[Start of Attachment]
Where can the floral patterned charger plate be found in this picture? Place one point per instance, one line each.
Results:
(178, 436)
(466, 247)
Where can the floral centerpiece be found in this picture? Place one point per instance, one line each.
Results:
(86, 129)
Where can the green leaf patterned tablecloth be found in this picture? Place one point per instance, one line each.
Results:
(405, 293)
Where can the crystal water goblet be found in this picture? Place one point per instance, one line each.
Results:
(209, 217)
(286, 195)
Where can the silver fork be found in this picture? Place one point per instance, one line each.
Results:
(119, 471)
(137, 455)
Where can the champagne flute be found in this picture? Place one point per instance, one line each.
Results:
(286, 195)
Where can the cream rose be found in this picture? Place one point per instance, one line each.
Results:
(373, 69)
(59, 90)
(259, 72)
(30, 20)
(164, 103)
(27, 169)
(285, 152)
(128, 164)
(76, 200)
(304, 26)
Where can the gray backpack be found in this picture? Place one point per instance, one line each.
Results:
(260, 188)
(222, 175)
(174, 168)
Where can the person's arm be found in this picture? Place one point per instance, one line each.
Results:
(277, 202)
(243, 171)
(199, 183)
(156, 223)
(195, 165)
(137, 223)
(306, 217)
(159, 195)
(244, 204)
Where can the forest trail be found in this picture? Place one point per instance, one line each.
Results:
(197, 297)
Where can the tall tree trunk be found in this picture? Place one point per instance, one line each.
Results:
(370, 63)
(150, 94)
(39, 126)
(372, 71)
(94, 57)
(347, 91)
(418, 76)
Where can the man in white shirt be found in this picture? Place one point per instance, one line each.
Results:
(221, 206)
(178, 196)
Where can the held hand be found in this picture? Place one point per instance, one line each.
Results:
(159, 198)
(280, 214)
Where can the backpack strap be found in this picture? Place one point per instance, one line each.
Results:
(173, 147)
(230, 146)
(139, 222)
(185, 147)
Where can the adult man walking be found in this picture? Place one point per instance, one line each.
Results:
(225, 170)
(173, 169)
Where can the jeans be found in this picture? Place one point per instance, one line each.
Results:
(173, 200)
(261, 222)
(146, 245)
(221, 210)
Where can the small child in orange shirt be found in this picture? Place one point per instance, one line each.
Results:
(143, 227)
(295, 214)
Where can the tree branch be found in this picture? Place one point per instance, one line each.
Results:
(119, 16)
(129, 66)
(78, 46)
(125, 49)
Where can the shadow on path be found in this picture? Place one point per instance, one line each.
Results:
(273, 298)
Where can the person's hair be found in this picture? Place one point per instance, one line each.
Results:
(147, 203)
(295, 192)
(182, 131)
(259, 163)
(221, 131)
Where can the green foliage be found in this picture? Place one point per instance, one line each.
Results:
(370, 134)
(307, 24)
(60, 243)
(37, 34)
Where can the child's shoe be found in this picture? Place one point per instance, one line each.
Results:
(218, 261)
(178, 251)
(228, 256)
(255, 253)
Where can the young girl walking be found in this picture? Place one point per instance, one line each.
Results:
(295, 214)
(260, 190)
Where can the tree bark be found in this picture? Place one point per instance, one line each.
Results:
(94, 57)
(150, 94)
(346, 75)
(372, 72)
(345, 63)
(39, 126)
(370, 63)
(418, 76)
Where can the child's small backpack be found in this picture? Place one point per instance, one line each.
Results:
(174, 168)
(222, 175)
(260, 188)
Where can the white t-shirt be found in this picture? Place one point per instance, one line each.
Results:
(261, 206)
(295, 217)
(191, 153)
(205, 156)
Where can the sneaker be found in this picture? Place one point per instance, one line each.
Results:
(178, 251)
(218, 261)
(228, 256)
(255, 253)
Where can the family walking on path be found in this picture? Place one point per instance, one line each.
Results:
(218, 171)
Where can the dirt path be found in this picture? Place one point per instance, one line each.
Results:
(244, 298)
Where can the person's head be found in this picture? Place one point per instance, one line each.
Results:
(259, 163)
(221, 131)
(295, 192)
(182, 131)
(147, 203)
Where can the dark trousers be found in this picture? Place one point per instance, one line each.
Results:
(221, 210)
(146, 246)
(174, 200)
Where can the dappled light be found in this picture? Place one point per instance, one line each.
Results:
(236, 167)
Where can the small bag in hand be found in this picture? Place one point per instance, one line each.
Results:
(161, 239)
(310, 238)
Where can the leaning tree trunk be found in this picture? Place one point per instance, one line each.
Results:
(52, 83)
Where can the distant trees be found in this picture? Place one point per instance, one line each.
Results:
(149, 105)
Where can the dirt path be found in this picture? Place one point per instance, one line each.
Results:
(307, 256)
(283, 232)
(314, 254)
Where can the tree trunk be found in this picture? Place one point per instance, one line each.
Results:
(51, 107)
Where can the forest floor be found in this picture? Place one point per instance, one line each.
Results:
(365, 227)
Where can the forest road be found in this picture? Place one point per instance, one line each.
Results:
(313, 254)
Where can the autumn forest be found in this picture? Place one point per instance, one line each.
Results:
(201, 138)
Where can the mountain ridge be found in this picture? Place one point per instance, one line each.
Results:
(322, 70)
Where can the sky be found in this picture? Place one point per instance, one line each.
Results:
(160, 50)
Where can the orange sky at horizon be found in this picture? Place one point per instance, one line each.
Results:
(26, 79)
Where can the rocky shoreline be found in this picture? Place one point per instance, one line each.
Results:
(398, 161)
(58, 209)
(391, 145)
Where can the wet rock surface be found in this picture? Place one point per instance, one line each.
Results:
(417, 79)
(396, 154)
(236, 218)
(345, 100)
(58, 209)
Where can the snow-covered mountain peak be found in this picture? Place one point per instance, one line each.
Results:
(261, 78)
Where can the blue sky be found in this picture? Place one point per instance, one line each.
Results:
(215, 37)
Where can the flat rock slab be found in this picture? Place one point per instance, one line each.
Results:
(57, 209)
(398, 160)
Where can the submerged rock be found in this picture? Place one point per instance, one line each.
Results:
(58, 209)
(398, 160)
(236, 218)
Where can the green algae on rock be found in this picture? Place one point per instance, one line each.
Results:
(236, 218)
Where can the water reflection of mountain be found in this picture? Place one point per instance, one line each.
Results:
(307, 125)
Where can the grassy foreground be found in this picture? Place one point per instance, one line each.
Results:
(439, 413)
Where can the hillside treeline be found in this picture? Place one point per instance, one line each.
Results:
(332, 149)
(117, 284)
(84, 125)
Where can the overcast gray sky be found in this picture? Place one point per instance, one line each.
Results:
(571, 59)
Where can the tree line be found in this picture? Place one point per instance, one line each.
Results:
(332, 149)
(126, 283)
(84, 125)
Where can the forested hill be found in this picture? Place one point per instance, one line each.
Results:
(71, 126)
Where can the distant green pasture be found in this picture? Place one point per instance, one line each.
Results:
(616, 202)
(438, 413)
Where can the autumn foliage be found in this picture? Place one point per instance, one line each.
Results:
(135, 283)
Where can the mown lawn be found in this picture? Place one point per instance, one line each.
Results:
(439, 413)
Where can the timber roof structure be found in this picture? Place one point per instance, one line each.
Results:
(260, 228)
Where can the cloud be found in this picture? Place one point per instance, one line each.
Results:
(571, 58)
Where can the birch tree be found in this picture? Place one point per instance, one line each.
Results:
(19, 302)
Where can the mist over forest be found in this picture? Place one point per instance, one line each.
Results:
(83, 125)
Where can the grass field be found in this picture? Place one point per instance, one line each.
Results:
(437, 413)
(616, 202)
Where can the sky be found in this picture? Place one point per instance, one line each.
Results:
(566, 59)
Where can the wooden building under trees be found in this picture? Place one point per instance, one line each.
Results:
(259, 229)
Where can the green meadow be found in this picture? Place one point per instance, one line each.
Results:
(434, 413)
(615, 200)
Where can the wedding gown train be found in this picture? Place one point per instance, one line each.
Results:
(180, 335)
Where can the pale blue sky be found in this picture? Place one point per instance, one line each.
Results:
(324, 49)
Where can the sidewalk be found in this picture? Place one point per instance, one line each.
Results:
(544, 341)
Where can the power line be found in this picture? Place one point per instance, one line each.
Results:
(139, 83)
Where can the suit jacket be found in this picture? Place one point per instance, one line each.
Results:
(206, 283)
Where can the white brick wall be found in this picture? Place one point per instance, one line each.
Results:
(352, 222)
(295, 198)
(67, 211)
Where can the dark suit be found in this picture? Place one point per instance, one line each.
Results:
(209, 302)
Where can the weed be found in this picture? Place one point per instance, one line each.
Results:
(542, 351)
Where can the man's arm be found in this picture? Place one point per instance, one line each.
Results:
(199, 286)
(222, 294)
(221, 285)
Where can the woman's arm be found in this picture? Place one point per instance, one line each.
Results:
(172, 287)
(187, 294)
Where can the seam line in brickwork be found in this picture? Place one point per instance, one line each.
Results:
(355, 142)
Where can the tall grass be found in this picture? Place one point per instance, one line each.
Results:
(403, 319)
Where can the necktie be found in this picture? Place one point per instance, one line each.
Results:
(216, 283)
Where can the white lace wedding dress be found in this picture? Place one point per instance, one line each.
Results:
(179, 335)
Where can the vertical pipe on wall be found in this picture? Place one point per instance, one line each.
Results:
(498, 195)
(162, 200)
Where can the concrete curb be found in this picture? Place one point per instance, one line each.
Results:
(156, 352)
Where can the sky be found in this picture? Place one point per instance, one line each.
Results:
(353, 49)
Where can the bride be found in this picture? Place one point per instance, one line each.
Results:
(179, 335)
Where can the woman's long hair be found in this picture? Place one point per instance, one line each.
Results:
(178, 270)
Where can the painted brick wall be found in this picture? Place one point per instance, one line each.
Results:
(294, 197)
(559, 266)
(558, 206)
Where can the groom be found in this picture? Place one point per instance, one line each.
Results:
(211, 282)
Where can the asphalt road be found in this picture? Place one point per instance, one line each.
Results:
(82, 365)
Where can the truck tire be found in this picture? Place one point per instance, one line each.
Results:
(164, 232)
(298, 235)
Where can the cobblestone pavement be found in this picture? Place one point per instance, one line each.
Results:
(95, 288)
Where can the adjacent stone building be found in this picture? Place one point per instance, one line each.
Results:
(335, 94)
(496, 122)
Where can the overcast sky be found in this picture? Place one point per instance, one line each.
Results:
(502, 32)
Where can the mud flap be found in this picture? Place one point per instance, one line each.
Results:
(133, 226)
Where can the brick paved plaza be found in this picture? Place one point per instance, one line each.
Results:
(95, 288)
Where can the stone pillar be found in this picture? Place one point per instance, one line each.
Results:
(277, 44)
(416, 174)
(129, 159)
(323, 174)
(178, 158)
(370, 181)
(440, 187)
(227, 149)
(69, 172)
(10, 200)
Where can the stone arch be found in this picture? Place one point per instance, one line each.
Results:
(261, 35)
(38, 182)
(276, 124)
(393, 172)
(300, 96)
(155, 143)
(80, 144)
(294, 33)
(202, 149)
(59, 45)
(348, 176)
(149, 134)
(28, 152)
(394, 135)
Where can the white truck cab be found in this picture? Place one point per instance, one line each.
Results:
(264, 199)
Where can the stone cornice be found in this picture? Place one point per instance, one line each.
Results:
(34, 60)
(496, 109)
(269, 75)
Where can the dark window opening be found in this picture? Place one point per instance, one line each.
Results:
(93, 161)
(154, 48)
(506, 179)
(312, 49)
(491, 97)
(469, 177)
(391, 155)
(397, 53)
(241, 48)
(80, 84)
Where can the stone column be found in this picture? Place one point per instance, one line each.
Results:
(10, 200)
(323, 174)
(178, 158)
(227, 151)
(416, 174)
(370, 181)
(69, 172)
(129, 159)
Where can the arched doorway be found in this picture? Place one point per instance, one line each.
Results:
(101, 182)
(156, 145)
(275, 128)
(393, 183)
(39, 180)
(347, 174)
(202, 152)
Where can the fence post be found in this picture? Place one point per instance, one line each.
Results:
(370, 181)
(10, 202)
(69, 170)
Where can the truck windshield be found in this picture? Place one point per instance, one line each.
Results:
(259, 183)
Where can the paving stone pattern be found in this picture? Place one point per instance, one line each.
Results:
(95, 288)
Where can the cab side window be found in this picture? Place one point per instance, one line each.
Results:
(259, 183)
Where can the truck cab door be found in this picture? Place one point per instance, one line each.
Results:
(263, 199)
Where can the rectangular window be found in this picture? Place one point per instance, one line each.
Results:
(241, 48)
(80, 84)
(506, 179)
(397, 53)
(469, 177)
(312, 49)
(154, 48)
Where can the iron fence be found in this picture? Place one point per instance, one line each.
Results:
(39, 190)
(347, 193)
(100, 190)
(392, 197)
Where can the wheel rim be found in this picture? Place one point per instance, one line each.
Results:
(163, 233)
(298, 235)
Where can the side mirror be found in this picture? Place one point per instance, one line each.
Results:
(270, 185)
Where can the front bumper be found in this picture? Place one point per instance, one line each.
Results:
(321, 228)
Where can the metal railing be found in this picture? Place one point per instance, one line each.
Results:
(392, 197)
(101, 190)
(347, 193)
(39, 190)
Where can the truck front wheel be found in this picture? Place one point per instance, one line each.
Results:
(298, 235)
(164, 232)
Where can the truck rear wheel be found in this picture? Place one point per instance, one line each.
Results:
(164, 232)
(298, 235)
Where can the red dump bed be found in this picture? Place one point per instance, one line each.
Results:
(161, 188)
[End of Attachment]
For each line of the entries that contains the word "water", make a copy.

Where can the crystal water goblet be found in this picture? Place one point per instance, one line each.
Where can the water reflection of mountain be found in this picture? Place one point per instance, one line each.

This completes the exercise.